[DIRECTION 1]
Answer these questions using the PySpark anti-groupby thread:
(a) In the desired final dataframe, what anti_grouped_total is listed for id 4?
(b) Which module is imported under the alias psw?
(c) According to the last reply, what kind of clause should be used to build the new group and anti-group column?
[DIRECTION 2] Extend the PySpark anti-groupby thread, picking up from the point where it ends.

Anti group by/R apply in Pyspark - r

I am R programmer moving into the pyspark world and have gotten a lot of the basic tricks down but something I am still struggling about is things I would do applys or basic for loops for.
In this case I am trying to calculate the "anti-groupby" for an ID. Basically the idea is to look at a population for that ID and then the population for not this ID and have both those values on the same row. The getting the population for that ID is easy using a groupby and then joining it to a dataset with new_id as the only column.
This is how I would do it in R:
anti_group <- function(id){
tr <- sum(subset(df1, new_id!=id)$total_1)
to <- sum(subset(df1, new_id!=id)$total_2)
54 * tr / to
}
test$other.RP54 <- sapply(test$new_id, anti_group )
How would I do it in pyspark?
Thanks!
Edit:
#df.show()
#sample data
+---+-----+
| id|value|
+---+-----+
| 1| 40|
| 1| 30|
| 2| 10|
| 2| 90|
| 3| 20|
| 3| 10|
| 4| 2|
| 4| 5|
+---+-----+
Then some function that creates a final dataframe that looks like this:
+---+-------------+------------------+
| id|grouped_total|anti_grouped_total|
+---+-------------+------------------+
| 1| 70| 137|
| 2| 100| 107|
| 3| 30| 177|
| 4| 7| 200|
+---+-------------+------------------+

I think you can do that in two steps: first you sum by id then you take the total and substract by the value for this id.
My idea is a little bit like a group_by(id) %>% summarise(x = sum(x)) %>% mutate(y = sum(x) - x) in dplyr
The solution I propose is based on Window function. It is untested:
Let's first create the data
import pyspark.sql.functions as psf
import pyspark.sql.window as psw
df = spark.createDataFrame([(1,40),(1,30),(2,10),(2,90),(3,20),(3,10),(4,2),(4,5)], ['id','value'])
df.show(2)
+---+-----+
| id|value|
+---+-----+
| 1| 40|
| 1| 30|
+---+-----+
only showing top 2 rows
and then apply that approach:
w = psw.Window.orderBy()
df_id = df.groupBy("id").agg(psf.sum("value").alias("grouped_total"))
df_id = (df_id
.withColumn("anti_grouped_total",psf.sum("grouped_total").over(w))
.withColumn('anti_grouped_total', psf.col('anti_grouped_total') - psf.col('grouped_total'))
)
df_id.show(2)
+---+-------------+------------------+
| id|grouped_total|anti_grouped_total|
+---+-------------+------------------+
| 3| 30| 177|
| 1| 70| 137|
+---+-------------+------------------+
only showing top 2 rows

So there's no in-built function that would replicate that groupBy function, but you could easily do it by creating a new column using case(when/otherwise clause) to create your group and anti-group, and then groupBy on that new column.
#df.show()

[SUPPLIED MATERIAL]

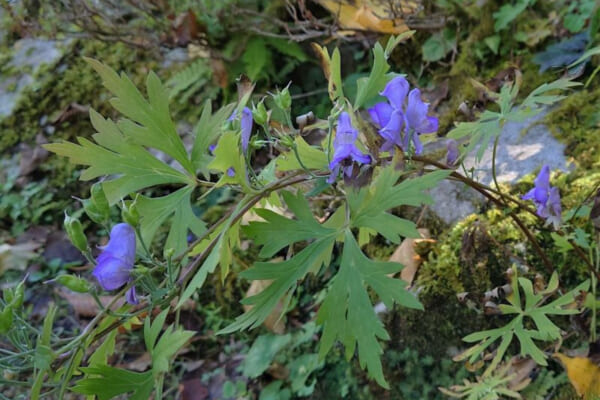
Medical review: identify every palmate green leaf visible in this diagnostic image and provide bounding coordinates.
[137,186,206,255]
[217,235,335,334]
[459,270,590,374]
[354,31,414,110]
[85,58,195,175]
[317,230,423,388]
[71,365,154,400]
[192,100,235,176]
[244,191,335,257]
[448,79,580,161]
[207,131,256,193]
[347,167,450,243]
[45,110,195,205]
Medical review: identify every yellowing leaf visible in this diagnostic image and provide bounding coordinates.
[554,353,600,400]
[317,0,417,35]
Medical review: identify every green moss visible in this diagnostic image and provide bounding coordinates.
[542,85,600,171]
[0,41,158,151]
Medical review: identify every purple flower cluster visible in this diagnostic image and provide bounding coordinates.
[522,165,562,229]
[227,107,253,153]
[93,223,138,304]
[369,76,438,154]
[327,112,371,183]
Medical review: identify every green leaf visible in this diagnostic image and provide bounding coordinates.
[144,308,169,351]
[347,167,450,243]
[137,186,206,255]
[217,237,335,335]
[460,269,590,374]
[287,354,323,396]
[242,37,272,81]
[208,131,255,193]
[241,334,292,379]
[192,100,235,176]
[71,365,154,400]
[150,325,196,375]
[45,110,195,205]
[244,191,335,257]
[354,43,390,110]
[277,135,328,172]
[85,58,195,174]
[317,230,423,388]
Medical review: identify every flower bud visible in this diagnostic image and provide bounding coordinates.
[252,101,269,125]
[64,213,87,251]
[165,247,175,258]
[279,135,296,148]
[90,183,110,220]
[81,199,106,224]
[121,200,140,227]
[55,275,91,293]
[273,87,292,110]
[0,304,13,335]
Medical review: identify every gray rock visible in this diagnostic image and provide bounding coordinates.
[430,111,571,225]
[464,111,571,185]
[0,39,68,119]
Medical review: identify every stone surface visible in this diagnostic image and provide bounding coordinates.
[0,39,67,119]
[430,111,570,225]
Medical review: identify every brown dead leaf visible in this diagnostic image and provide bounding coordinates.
[389,229,432,286]
[244,280,285,335]
[316,0,417,35]
[179,378,210,400]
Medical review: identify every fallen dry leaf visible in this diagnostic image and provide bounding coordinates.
[317,0,417,35]
[389,229,433,286]
[554,344,600,400]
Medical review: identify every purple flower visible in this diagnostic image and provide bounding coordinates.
[522,165,562,229]
[227,107,252,153]
[327,112,371,183]
[369,76,438,154]
[93,223,137,304]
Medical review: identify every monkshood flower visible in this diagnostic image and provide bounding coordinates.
[522,165,562,229]
[93,223,138,304]
[327,112,371,183]
[227,107,252,153]
[368,76,438,154]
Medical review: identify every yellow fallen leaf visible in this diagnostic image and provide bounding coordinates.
[554,353,600,400]
[317,0,417,35]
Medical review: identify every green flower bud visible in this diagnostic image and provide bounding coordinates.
[11,281,25,308]
[82,199,107,224]
[64,213,87,251]
[0,304,13,334]
[90,183,110,220]
[273,87,292,110]
[165,247,175,258]
[279,135,296,148]
[121,199,140,227]
[252,101,269,125]
[54,275,92,293]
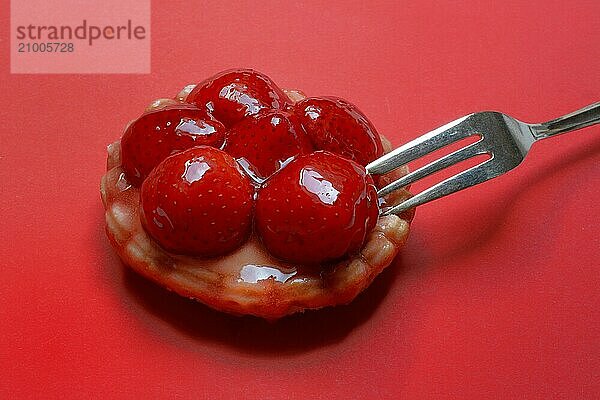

[EXPECTED OUTPUT 1]
(a) 200
(b) pyspark.sql.window
(c) A case clause (when/otherwise)

[EXPECTED OUTPUT 2]
#sample data
+---+-----+
| id|value|
+---+-----+
| 1| 40|
| 1| 30|
| 2| 10|
| 2| 90|
| 3| 20|
| 3| 10|
| 4| 2|
| 4| 5|
+---+-----+
from pyspark.sql import functions as F
df.withColumn("anti_id_1", F.when(F.col("id")==1, F.lit('1')).otherwise(F.lit('Not_1')))\
.groupBy("anti_id_1").agg(F.sum("value").alias("sum")).show()
+---------+---+
|anti_id_1|sum|
+---------+---+
| 1| 70|
| Not_1|137|
+---------+---+
UPDATE:
from pyspark.sql.window import Window
from pyspark.sql import functions as F
w1=Window().partitionBy("id")
w=Window().partitionBy()
df.withColumn("grouped_total",F.sum("value").over(w1))\
.withColumn("anti_grouped_total", (F.sum("value").over(w))-F.col("grouped_total"))\
.groupBy("id").agg(F.first("grouped_total").alias("grouped_total"),\
F.first("anti_grouped_total").alias("anti_grouped_total"))\
.drop("value").orderBy("id").show()
+---+-------------+------------------+
| id|grouped_total|anti_grouped_total|
+---+-------------+------------------+
| 1| 70| 137|
| 2| 100| 107|
| 3| 30| 177|
| 4| 7| 200|
+---+-------------+------------------+
Less verbose/concise way to achieve the same output:
from pyspark.sql import functions as F
from pyspark.sql.window import Window
w = Window().partitionBy()
df.groupBy("id").agg(F.sum("value").alias("grouped_total"))\
.withColumn("anti_grouped_total",F.sum("grouped_total").over(w)-F.col("grouped_total")).orderBy("id"),show()
For 2 value columns:
df.show()
+---+------+------+
| id|value1|value2|
+---+------+------+
| 1| 40| 50|
| 1| 30| 70|
| 2| 10| 91|
| 2| 90| 21|
| 3| 20| 42|
| 3| 10| 4|
| 4| 2| 23|
| 4| 5| 12|
+---+------+------+
from pyspark.sql.window import Window
from pyspark.sql import functions as F
w = Window().partitionBy()
df.groupBy("id").agg(F.sum("value1").alias("grouped_total_1"),F.sum("value2").alias("grouped_total_2"))\
.withColumn("anti_grouped_total_1",F.sum("grouped_total_1").over(w)-F.col("grouped_total_1"))\
.withColumn("anti_grouped_total_2",F.sum("grouped_total_2").over(w)-F.col("grouped_total_2")).orderBy("id").show()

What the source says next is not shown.